### Der Auszug
Vor allem in Krankenhäusern, aber auch in Drive-thru-Zentren werden Impfdosen verabreicht. Die Zahl dieser Stationen, bei denen die Menschen in ihren Autos gespritzt werden, will das Team Biden verdoppeln lassen. Zusätzlich sollen mobile Kliniken Impfungen zu älteren, gebrechlichen Menschen bringen. Außerdem sollen in den nächsten 30 Tagen 100 Community-Impfzentren von der Katastrophenschutzbehörde aufgebaut werden. So soll auch die aktuelle ethnische Ungleichheit bei Covid-19-Erkrankungen und bei Impfungen reduziert werden. Studien zeigen, dass Schwarze US-Amerikaner und Latinos besonders oft erkranken und dass es aktuell Anwohner in überwiegend weißen Nachbarschaften häufiger schaffen, Impftermine zu ergattern.

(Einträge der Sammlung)
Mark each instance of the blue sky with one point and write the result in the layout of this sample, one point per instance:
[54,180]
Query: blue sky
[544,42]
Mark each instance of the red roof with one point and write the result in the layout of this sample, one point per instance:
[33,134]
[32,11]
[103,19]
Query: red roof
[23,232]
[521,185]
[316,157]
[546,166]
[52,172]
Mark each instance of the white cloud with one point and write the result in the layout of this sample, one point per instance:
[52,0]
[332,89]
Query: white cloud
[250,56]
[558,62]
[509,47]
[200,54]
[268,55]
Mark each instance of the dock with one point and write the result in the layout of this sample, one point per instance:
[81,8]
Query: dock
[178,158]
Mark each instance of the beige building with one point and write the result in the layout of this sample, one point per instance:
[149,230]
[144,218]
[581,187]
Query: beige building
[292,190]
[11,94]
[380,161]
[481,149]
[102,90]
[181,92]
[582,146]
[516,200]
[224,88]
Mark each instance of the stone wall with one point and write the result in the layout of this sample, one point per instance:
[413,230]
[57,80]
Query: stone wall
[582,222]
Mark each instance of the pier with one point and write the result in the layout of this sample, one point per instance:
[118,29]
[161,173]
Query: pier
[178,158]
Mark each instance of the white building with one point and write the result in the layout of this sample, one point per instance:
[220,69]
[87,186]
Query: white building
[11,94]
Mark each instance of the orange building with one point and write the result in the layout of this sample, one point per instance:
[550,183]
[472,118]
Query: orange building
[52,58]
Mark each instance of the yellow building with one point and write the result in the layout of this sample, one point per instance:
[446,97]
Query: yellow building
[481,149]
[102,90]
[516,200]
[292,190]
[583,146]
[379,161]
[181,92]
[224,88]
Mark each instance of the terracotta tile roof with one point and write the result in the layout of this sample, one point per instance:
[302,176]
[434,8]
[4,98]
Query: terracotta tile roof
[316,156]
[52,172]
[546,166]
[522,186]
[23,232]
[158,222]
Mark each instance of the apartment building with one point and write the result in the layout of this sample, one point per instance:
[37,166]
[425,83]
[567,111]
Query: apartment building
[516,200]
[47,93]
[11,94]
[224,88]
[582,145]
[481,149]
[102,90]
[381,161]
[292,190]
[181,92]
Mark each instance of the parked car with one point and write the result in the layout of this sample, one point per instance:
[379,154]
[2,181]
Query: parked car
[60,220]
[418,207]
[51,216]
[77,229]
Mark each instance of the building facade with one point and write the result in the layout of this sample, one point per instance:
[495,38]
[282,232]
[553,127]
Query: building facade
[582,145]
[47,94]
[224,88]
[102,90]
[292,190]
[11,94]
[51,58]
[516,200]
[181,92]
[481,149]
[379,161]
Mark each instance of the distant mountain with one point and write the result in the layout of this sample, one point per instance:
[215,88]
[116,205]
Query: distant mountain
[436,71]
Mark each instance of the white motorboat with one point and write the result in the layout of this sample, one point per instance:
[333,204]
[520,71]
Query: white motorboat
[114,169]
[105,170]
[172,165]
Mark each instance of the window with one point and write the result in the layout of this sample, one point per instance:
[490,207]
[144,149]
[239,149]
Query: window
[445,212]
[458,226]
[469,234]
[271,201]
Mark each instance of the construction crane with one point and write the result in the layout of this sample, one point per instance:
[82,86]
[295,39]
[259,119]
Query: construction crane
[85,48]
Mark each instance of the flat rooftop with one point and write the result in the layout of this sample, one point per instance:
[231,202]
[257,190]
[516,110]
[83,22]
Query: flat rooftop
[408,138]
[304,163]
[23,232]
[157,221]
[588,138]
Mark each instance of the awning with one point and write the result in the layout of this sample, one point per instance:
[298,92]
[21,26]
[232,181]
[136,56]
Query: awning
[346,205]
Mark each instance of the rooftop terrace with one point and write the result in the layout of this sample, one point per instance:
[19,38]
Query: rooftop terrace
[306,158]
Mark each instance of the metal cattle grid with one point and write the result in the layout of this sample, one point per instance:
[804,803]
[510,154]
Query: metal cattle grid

### Verständnis prüfen
A. Wie viele Community-Impfzentren sollen laut dem Auszug in den nächsten 30 Tagen aufgebaut werden, und von wem?
B. Schreib aus dem Auszug alles wortgetreu ab, von „Vor allem in“ bis hinunter zu „Impftermine zu ergattern.“.

### Ergebnisse der Übung
A. 100 Community-Impfzentren, aufgebaut von der Katastrophenschutzbehörde.

B.
Vor allem in Krankenhäusern, aber auch in Drive-thru-Zentren werden Impfdosen verabreicht. Die Zahl dieser Stationen, bei denen die Menschen in ihren Autos gespritzt werden, will das Team Biden verdoppeln lassen. Zusätzlich sollen mobile Kliniken Impfungen zu älteren, gebrechlichen Menschen bringen. Außerdem sollen in den nächsten 30 Tagen 100 Community-Impfzentren von der Katastrophenschutzbehörde aufgebaut werden. So soll auch die aktuelle ethnische Ungleichheit bei Covid-19-Erkrankungen und bei Impfungen reduziert werden. Studien zeigen, dass Schwarze US-Amerikaner und Latinos besonders oft erkranken und dass es aktuell Anwohner in überwiegend weißen Nachbarschaften häufiger schaffen, Impftermine zu ergattern.